VMS database submission form program

Paul Gilna pgil at HISTONE.LANL.GOV
Thu Aug 1 13:08:05 EST 1991

	I have no wish to exert control over what our users and
	submittors do, however I now believe it is necessary to voice
	an opinion on these latest developments designed to encourage
	the use of the ASCII submission form in preference to Authorin.

	Let me say first that I empathise completely with those
	conditions which require the need to take this particular
	route. I have no desire to enter into a discussion on the
	difficulties of authorin usage in these environments, or the
	required solutions. What I believe I must point out is the COST
	to the users and to the database, of adopting this alternative

	My principle argument rests on the business end of Authorin,
	the transaction output which represents the database submission
	file.  It is in this file that the predominant impact of the
	program lies, particularly with respect to the processing of
	the data here at Los Alamos.

+---+

THE PROBLEM:
In the post about the VMS database submission form program, what does the writer's main argument rest on? The dataset lines are unrelated to the post above.

Dataset records:
+---+

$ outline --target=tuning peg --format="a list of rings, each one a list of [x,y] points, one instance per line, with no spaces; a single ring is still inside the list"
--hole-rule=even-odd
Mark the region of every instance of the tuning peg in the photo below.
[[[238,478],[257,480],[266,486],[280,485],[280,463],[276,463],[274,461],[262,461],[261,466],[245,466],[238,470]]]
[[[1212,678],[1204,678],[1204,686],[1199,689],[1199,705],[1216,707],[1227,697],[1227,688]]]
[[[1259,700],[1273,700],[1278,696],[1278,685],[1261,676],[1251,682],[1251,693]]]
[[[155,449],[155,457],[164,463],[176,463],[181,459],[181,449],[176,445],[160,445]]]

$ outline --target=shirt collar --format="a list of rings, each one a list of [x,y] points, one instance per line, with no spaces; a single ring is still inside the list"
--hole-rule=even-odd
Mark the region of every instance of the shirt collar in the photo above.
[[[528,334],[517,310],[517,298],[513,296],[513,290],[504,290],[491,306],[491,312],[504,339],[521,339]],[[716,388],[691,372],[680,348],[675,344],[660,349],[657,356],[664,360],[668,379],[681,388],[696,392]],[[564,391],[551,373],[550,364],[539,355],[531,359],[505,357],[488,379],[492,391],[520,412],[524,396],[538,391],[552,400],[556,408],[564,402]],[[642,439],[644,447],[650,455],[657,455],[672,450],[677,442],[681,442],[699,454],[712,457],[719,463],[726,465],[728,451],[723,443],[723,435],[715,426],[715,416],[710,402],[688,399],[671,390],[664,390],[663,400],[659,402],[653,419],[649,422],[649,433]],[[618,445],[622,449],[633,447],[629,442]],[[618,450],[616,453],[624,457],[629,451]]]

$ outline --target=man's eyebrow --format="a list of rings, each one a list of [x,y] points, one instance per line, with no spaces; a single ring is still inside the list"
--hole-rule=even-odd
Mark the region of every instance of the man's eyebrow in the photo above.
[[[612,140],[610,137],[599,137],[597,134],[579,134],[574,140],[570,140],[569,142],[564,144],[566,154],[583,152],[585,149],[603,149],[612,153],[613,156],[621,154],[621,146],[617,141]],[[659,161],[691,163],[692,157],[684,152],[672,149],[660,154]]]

+---+

EXERCISE RESULT:
It rests on the business end of Authorin: the transaction output that represents the database submission file.